* _Text block_:
****************************************

Now that you installed something from Cnet I would run Adwcleaner. http://www.bleepingcomputer.com/download/adwcleaner/

That installer may have installed other crap.

Since you are running Windows 7, you would use the Vista driver. 

More info on this. http://en.community.dell.com/support-forums/desktop/f/3514/t/18692452


----------



## johnb35

Here is your sound driver providing its the dell optiplex 755 you have.

http://downloads.dell.com/audio/R164900.exe

The other 2 are most likely these.

http://downloads.dell.com/chipset/Intel_AMT-HECI_A02_R255437.exe
http://downloads.dell.com/chipset/Intel_AMT-SOL--LMS_A02_R255438.exe


----------



## RightStart

Agent Smith said:


> I don't see an Optiplex 775 in Dell support. You sure it isn't a 755? If so here is your driver.

****************************************

* _Data_:

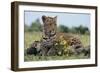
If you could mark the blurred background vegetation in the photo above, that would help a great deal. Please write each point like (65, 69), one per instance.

****************************************

* _Stated task_:
According to the forum thread on Dell drivers, which driver should be used because the system runs Windows 7?

* _Exercise solution_:
The Vista driver.